• [WORKING DATA]
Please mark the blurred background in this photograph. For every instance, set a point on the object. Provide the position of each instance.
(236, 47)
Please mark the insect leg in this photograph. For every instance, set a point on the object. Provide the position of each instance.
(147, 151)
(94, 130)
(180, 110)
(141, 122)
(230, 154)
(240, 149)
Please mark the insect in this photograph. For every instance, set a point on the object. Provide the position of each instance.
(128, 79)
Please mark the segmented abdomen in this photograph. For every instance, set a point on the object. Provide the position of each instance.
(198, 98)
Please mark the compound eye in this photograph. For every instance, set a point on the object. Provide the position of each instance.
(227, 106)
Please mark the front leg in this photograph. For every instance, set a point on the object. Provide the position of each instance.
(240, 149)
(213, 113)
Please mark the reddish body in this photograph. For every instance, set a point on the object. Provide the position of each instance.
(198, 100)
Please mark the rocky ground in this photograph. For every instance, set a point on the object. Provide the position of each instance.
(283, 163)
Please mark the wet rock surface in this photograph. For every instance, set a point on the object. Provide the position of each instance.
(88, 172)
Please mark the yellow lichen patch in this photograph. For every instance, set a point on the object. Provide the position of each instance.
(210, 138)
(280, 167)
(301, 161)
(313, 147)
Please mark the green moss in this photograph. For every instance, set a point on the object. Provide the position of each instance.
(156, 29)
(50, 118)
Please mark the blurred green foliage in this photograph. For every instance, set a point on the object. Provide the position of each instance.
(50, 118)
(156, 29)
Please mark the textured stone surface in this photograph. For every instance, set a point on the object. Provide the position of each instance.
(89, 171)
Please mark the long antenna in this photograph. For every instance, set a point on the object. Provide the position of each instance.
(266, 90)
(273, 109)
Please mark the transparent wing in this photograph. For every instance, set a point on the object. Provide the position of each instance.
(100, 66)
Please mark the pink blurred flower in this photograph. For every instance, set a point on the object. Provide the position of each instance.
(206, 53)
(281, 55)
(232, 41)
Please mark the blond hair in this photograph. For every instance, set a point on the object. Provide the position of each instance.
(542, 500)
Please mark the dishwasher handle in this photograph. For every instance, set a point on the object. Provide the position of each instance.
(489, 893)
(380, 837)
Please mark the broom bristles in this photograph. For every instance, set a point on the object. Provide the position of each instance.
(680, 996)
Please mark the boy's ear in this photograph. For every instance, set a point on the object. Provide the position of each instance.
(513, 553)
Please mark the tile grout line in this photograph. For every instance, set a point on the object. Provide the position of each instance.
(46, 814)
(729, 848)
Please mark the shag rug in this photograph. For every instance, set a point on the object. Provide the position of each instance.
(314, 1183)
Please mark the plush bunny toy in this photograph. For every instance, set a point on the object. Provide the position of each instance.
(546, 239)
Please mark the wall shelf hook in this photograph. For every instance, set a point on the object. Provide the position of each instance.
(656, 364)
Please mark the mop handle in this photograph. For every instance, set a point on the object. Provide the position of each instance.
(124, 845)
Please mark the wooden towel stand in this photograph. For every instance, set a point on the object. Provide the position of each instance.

• [WHAT YOU HAVE TO DO] All of the records above are to be printed again exactly as they appear.

• [FINAL ANSWER]
Please mark the blurred background in this photograph. For every instance, set a point on the object. Provide the position of each instance.
(236, 47)
Please mark the insect leg in this photograph. For every instance, set a point on the object. Provide the position of each instance.
(147, 151)
(94, 130)
(180, 110)
(141, 122)
(230, 154)
(240, 149)
Please mark the insect in this photograph. For every instance, set a point on the object. Provide the position of each instance.
(128, 79)
Please mark the segmented abdomen in this photograph. For every instance, set a point on the object. Provide the position of each instance.
(198, 98)
Please mark the compound eye in this photograph. For every instance, set a point on the object. Provide the position of each instance.
(227, 106)
Please mark the front leg in this photograph. For every instance, set a point on the object. Provide the position of each instance.
(240, 149)
(213, 113)
Please mark the reddish body in this photograph. For every instance, set a point on the object. Provide the position of each instance.
(198, 100)
Please mark the rocky ground in this photograph. For every instance, set a point on the object. Provide the position of each instance.
(283, 163)
Please mark the wet rock surface in this photograph. For every instance, set a point on the object. Provide the position of each instance.
(88, 172)
Please mark the yellow lichen patch in this photograph. For every instance, set a point on the object. Provide the position of each instance.
(210, 138)
(280, 167)
(301, 161)
(313, 147)
Please mark the green moss in this photograph. For every instance, set a point on the object. Provide the position of each instance.
(156, 29)
(50, 118)
Please mark the blurred green foliage in this photograph. For every instance, set a point on the object. Provide the position of each instance.
(50, 118)
(156, 29)
Please mark the textured stone surface in this photograph. For every instance, set a point on the object. Provide the position of each instance.
(89, 171)
Please mark the long antenna in this photograph. For every instance, set a point on the object. Provide the position of each instance.
(266, 90)
(273, 109)
Please mark the transparent wing in this photograph. For every instance, set a point on the object. Provide the position of each instance.
(100, 66)
Please mark the pink blurred flower in this photograph. For every instance, set a point on the object. Provide the position of each instance.
(206, 53)
(281, 55)
(232, 41)
Please mark the blond hair in this photograph. For every instance, set a point on the object. Provide the position of each instance.
(542, 500)
Please mark the dishwasher handle in this photograph. For every instance, set a point on the object. Provide the position of each instance.
(489, 893)
(380, 837)
Please mark the broom bristles in this photograph. For every instance, set a point on the object. Provide the position of each instance.
(680, 996)
Please mark the boy's ear in this photograph. For every instance, set a point on the object. Provide the position of each instance.
(513, 553)
Please mark the tile grout line in this photograph. For every instance, set a point on the object. Provide the position of each instance.
(46, 814)
(729, 848)
Please mark the shag rug in this photograph. For every instance, set a point on the object. Provide the position of each instance.
(314, 1183)
Please mark the plush bunny toy in this photograph. For every instance, set a point on the object. Provide the position of each instance.
(546, 239)
Please mark the wall shelf hook in this photograph. For every instance, set a point on the object. Provide the position of each instance.
(656, 364)
Please mark the mop handle in this photograph. For every instance, set a point on the object. Provide the position of each instance.
(124, 845)
Please mark the wooden towel stand in this photograph. For every instance, set a point on the object. Provide the position of each instance.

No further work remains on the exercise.